* Selected extract:
┌──

UPDATE: Apropos, an interesting column by Damon Linker today on the very subject of "Why so many conservative Christians feel like a persecuted minority."

March 13, 2017 in DeGirolami, Marc | Permalink

Sunday, March 12, 2017

Religious liberty and the Christian (pop) culture of persecution

I grew up listening to Christian rock -- Larry Norman, Randy Stonehill, the 77s, Jerusalem, etc. -- and one notable theme throughout the genre is that Christians are separate from the world.  There are upsides to being formed in this worldview (an emphasis on holiness and courage) and big downsides (a lack of accountability for the common good and a tendency to see persecution around every corner).  By the time DC Talk hit it big in the 1990s, I was not listening to much Christian rock, but the group apparently embraced the theme with gusto. 

Julia Marley, writing for Commonweal, has a fascinating take on how DC Talk's smash hit "Jesus Freak" might have helped shape today's pro-Trump evangelical mindset:

“Jesus Freak” articulated the way the evangelical church thought of itself: marginal, scorned by mainstream culture, and, importantly, the victim of violence rather than its agent. The song’s speaker aligns himself with two characters. The first is a shirtless street preacher with “Jesus Saves” tattooed on his stomach, who we can assume disturbs the people he attempts to convert—we’ve all passed such a street preacher, careful to avoid eye contact. The second character is John the Baptist, who is also scorned. “The words that he spoke made the people assume / There wasn’t too much left in the upper room,” the song continues. But John had more to deal with than an audience rolling its eyes: Herod has him executed. Here lies the crucial sleight-of-hand of the song: we move seamlessly from a man who presumably retains the freedoms of speech and religion (even if his audience ridicules him), to a man assassinated by the state for expressing his religious beliefs. The song conflates criticism of Christianity with the persecution of Christianity. It elevates the eccentric to the status of martyr.

When I was probably 8 years old, I remember a playmate -- a Catholic no less! -- calling me "a church weirdo" because my family attended services three times each week (twice on Sundays, once on Wednesdays).  It was a cruel and careless comment, but in my mind, it fed directly into the other messages I was hearing about the Christian life being one marked by persecution of the martyrdom sort.  It contributed to a sense of being separate, shunned, and targeted.  That's a lot to place on a single comment from an 8 year-old, but that's how narratives are reinforced from one generation to the next. 

I think Julia Marley ends up overstating her case when she argues that "[c]onservative Christians see religious pluralism—and the state’s reflection of that pluralism—as encroaching on their right to practice their own faith."  In many cases, conservative Christians are not objecting to the fact of religious pluralism -- they're objecting to the imposition of a secular orthodoxy that does make the practice of their faith more difficult, at least when the implications of their faith extend to the public square.

└──

* Tasks and exercises:
1) Check three statements against the post on religious liberty and the Christian culture of persecution. For each, answer yes or no and quote the words that settle it: (a) the author's family attended services three times each week; (b) the author was listening to a lot of Christian rock when DC Talk hit it big in the 1990s; (c) the author fully endorses Julia Marley's claim about how conservative Christians see religious pluralism.
2) Carry on the post about religious liberty and the Christian culture of persecution, picking up after its final sentence.

* Given information:

┌──

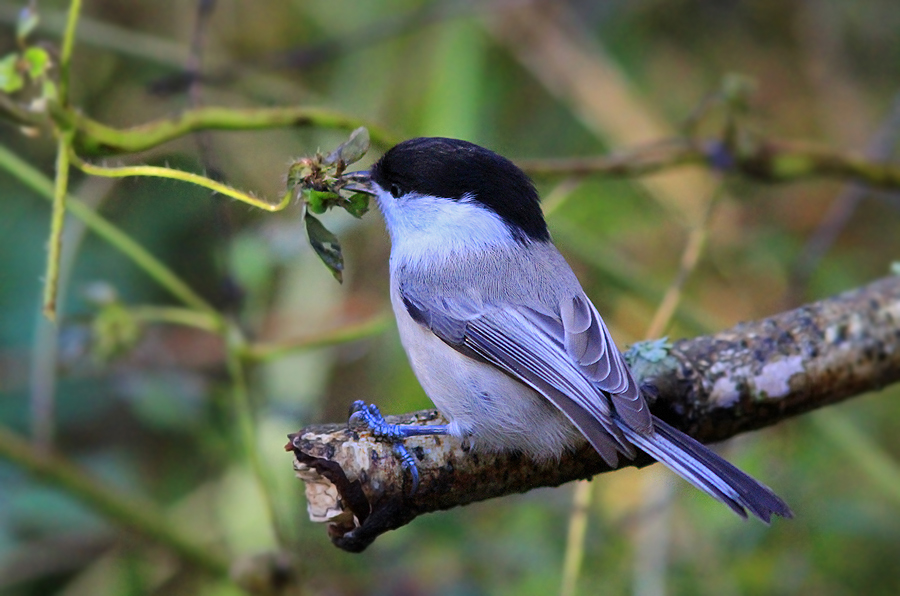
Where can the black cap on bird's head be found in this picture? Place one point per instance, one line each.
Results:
(454, 169)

└──

* Responses to the exercise:
1)
(a) Yes: "my family attended services three times each week (twice on Sundays, once on Wednesdays)"
(b) No: "By the time DC Talk hit it big in the 1990s, I was not listening to much Christian rock"
(c) No: "I think Julia Marley ends up overstating her case"

2)
Still, Marley makes an important point to the extent that the evangelical subculture has proved to be fertile ground for political messages that elevate the persecuted status of American Christians beyond what any reasonable interpretation of the facts warrant and that -- even more dangerously -- pushes concern about discrimination against non-Christians to the margins.  This was borne out in the results of a recent survey:

Overall, people were twice as likely to say Muslims face discrimination as they were to say the same thing about Christians. Democrats were four times more likely to see Muslim vs. Christian discrimination, and non-religious people more than three. White Catholics and white mainline Protestants were both in line with the American average: Each group was roughly twice as likely to say Muslims face discrimination compared to how they see the Christian experience.

 

The people who stuck out, whose perceptions were radically different from others in the survey, were white evangelical Protestants. Among this group, 57 percent said there’s a lot of discrimination against Christians in the U.S. today. Only 44 percent said the same thing about Muslims. They were the only religious group more likely to believe Christians face discrimination compared to Muslims.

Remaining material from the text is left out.